▶ [Text shown]:
<<<<
BACK TO THE FUTURE
There's a palpable frenzy around Facebook in recent weeks as this CNET story highlights.
It's happening obviously, as developers, entrepreneurs, VCs and users get their minds around what the company's recently announced F8 platform strategy means longer term.
No less a personage than Marc Andreessen has declared Facebook a seminal milestone in the on-going history of the internet.
Not a day goes by without a Techmeme discussion thread on something Facebook. Today is no different.
But as I explore the various parts of the exploding Facebook eco-system in recent days, I've been feeling a little sense of deja vu.
What's interesting about the Facebook fever, is how it's simultaneously hitting net veterans, media veterans, and net natives. Net Natives of course, are members of the younger generation who've not experienced much traditional or online media before AOL.
The net veterans see in Facebook, the opportunity to witness another major platform in the making, along the lines of a Microsoft or a Google.
The media veterans see in Facebook, the possibility of the next media money machine emerging, along the lines of a next-gen MTV, or a Bloomberg. Anecdotally, Jeff Jarvis observes in a recent post, that Mark Zuckerberg, the 23-year old founder and CEO of Facebook had the seat of honor next to Rupert Murdoch at dinner during the latest News Corp. off-site gathering for it's executives:
"Murdoch sat next to Zuckerberg and he was clearly enchanted; they stayed head-to-head all through the meal.
Mark left to get back up north and in a flash, MySpace founder and now Murdochian Chris DeWolfe came dashing over, as if he were jealous of the attention Dad had given that other kid."
And the net natives? Well, they seem to be breathless about Facebook the world over. Note this post from Ramesh Jain, commenting on a recent brief business trip to Mumbai, India:
"In this trip, however, I got a chance to hear some young people (three 19 year old girls) talk about what they like and dislike on Internet. Their excitement about Facebook was something to be experienced.
>>>>
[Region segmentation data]
<<<<
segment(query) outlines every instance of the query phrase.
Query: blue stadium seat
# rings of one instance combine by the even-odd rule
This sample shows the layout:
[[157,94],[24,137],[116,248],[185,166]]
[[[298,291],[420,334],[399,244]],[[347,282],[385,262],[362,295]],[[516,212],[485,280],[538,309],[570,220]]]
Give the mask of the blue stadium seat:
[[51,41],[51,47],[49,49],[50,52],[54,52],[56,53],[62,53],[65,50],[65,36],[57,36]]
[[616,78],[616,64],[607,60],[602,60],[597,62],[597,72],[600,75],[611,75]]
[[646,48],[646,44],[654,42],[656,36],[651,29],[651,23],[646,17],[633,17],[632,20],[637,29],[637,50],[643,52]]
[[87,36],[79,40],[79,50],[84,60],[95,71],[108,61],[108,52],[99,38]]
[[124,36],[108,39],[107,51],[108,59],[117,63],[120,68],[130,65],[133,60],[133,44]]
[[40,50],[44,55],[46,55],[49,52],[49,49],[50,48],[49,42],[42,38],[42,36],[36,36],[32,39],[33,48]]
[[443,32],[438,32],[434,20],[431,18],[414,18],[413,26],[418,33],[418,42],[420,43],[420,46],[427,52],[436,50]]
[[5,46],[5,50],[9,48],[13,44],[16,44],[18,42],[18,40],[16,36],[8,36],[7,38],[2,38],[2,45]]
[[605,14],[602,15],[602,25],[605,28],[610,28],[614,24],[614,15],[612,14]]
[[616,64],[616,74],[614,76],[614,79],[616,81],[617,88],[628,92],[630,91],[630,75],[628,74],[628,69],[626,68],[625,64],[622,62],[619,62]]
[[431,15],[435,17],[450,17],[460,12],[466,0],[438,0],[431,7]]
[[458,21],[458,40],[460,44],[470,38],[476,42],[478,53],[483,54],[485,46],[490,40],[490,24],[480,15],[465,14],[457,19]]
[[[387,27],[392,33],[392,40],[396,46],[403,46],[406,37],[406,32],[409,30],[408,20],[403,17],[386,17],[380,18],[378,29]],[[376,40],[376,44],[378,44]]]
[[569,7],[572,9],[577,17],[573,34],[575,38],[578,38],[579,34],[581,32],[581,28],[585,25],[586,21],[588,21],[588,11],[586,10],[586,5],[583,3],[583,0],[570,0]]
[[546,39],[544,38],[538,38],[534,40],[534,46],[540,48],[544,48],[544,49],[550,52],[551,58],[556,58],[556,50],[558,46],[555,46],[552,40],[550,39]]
>>>>
▶ [Given request 1]:
Using the article on Facebook fever, answer each question.
(a) What is the name of the platform strategy Facebook recently announced?
(b) How old is Mark Zuckerberg said to be?
(c) To which city did Ramesh Jain make a brief business trip?
▶ [Given request 2]:
Write a continuation of the article on Facebook fever, beginning right after its last sentence.
The records are not needed for this work.

▶ [Written answer 1]:
(a) F8
(b) 23
(c) Mumbai, India

▶ [Written answer 2]:
It appears that Facebook has become the most important medium for social communication among them. They love everything about Facebook and they are ecstatic about the new application environment.
They think now they have everything that they need to remain in touch with all their friends. They repeatedly mentioned that they are on Facebook all the time."
And as Fred Wilson observes about "net natives" in another post on his series on Age of internet entrepreneurs (discussed earlier),
"It is incredibly hard to think of new paradigms when you've grown up reading the newspaper every morning. When you turn to TV for your entertainment. When you read magazines on the train home from work.
But we have a generation coming of age right now that has never relied on newspapers, TV, and magazines for their information and entertainment.
They are the net natives. They grew up in AOL chatrooms, IMing with their friends for hours after dinner, and went to school with a Facebook login."
But that exactly is the moment of deja vu for me.
Facebook today feels like a web-based AOL.
You log in to do anything.
You keep logging in because you get logged out if there are big periods of inactivity.
You log in to keep in touch with your friends, just like today's net natives did in AOL's chat rooms and IM sessions.
You exchange emails back and forth with them using Facebook's walled, proprietary, email system.
You select your "buddies" that you want to keep tabs on, and stay in touch with throughout the day.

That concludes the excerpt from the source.